So I'm really going to spend a couple dedicated nights trying, which I haven't done in a while.  That alone may be enough to attain a lucid dream, as most of the time when I really put my mind to it I have been successful.  But at the very least this is going to help put me in the right mindset, which imo is half the battle

----------


## Clamosus

Hey, this works! I have tried this two times; the first time I didn't have any LDs but good recall, and the second time I had a LD after very long dry spell. - Placebo or not, it doesn't matter since this works for me.  :tongue2:

----------


## LucidFreedoM

alright..im going to try this tonight..first ive ever heard of it

ill let you guys know..i have excellent dream recall right now..so if it makes any difference I will definately be able to notice..

----------


## MarkieP52

I'll try it too I suppose...my recall is probably a little less than average...remembering maybe a dream or two, but not it perfect detail....also just going to sleep at 5 am with no prior sleep...so if it doesn't work I'll probably have to retry :p

----------


## backslashed

I don't know how to say it but this WORKS!

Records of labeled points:
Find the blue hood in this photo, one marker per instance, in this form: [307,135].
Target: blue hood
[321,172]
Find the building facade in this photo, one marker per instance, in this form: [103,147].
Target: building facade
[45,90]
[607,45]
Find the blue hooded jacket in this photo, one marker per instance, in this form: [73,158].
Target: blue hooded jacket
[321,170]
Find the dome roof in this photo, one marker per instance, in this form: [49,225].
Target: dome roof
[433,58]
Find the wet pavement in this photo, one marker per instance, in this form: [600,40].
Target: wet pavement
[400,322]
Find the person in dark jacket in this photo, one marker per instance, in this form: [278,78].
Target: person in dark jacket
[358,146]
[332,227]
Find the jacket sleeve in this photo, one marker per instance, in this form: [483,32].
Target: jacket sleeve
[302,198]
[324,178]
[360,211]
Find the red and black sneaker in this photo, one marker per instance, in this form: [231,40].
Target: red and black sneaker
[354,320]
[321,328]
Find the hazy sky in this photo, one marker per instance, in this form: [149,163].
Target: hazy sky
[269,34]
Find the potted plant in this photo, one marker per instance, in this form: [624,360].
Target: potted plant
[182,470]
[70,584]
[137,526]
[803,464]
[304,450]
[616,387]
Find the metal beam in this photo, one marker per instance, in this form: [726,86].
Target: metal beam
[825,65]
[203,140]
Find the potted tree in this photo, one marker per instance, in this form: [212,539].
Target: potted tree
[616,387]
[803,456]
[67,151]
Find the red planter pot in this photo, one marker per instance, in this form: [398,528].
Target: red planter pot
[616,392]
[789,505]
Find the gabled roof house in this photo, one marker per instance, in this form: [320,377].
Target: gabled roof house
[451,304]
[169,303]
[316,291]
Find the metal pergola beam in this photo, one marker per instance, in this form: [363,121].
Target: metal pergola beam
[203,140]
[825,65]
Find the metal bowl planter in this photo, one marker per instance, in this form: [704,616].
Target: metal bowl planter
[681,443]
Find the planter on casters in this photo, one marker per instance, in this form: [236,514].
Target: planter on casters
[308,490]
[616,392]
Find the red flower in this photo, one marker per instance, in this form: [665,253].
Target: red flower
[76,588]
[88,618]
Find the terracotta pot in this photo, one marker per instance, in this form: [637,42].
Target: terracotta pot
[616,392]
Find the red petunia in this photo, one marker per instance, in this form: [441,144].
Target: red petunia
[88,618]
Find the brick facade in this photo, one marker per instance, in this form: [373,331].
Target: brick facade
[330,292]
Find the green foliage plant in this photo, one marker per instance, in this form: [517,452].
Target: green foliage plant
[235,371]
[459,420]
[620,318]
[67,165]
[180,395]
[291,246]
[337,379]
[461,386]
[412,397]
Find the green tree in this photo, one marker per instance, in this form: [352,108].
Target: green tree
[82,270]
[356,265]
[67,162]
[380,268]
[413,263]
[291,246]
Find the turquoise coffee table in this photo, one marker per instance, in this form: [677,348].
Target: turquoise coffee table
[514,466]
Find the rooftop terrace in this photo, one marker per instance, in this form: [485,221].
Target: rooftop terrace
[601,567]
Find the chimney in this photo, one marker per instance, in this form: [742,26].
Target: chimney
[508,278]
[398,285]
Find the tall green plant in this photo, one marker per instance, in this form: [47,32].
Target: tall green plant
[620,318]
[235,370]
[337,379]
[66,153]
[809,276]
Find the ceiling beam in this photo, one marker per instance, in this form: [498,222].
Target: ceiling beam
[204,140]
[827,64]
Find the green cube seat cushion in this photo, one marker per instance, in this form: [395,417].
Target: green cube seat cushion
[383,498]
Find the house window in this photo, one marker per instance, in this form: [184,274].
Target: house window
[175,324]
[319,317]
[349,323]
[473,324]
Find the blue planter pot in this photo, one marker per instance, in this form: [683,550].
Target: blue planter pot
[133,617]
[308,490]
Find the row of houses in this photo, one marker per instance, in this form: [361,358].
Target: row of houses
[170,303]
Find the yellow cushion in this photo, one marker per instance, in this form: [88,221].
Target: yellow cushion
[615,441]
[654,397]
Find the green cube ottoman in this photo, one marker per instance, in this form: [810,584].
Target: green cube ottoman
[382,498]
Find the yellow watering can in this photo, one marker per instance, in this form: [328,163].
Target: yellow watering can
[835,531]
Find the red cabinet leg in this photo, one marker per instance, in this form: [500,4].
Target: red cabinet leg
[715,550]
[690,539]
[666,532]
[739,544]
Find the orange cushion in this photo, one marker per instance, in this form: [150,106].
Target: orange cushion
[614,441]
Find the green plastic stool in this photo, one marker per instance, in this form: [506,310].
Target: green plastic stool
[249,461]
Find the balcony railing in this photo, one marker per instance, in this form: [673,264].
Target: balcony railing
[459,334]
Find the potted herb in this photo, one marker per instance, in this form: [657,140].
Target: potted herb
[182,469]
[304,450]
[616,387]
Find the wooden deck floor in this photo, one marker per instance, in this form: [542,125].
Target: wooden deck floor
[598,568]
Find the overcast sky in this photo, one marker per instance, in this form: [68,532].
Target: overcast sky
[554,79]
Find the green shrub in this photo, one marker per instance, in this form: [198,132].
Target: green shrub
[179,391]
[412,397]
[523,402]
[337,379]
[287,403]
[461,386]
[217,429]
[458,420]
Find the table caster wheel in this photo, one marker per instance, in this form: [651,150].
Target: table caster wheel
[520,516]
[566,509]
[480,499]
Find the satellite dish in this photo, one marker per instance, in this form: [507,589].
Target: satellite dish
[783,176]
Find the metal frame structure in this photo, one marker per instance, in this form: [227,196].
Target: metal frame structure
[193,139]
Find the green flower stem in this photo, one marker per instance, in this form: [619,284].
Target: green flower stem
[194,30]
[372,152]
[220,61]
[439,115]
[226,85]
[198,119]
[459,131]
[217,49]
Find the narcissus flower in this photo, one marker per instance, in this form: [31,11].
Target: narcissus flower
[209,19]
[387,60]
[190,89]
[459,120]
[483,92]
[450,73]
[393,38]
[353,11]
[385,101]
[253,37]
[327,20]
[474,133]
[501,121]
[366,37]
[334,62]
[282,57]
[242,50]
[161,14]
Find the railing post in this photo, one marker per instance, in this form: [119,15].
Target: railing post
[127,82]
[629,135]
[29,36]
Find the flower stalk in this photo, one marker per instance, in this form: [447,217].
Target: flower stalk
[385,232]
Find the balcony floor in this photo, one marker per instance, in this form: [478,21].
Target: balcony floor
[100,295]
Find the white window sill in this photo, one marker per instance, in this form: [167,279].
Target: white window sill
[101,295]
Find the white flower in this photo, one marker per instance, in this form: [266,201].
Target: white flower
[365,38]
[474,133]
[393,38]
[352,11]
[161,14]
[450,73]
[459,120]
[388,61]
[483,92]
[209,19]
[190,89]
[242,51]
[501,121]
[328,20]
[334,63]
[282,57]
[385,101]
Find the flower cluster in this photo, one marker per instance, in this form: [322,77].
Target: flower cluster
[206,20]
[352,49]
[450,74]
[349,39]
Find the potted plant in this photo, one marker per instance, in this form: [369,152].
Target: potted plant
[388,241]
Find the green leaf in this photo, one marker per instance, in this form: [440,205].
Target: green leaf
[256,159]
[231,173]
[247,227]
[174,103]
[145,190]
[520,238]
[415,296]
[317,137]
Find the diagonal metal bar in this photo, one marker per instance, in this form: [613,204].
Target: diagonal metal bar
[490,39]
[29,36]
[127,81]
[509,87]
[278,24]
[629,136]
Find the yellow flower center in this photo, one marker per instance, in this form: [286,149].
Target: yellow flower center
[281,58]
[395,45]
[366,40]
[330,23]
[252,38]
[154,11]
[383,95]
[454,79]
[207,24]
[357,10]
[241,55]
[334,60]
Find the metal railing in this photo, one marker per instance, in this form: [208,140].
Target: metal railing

• [EXERCISE INSTRUCTIONS]:
1 – In the lucid dreaming thread, set down the text from "alright..im going to" up to and including "able to notice..".
2 – Rewrite the paragraph of the lucid dreaming thread that begins "I'll try it too I suppose" as a short list that keeps its main facts.
These records come from a source separate from the lucid dreaming thread.

• [ANSWERS BY TASK]:
1 –
alright..im going to try this tonight..first ive ever heard of it

ill let you guys know..i have excellent dream recall right now..so if it makes any difference I will definately be able to notice..

2 –
- The writer will also try it.
- Their dream recall is probably a little below average: they remember a dream or two, but not in perfect detail.
- They are going to sleep at 5 am without any prior sleep.
- If it doesn't work, they will probably have to try again.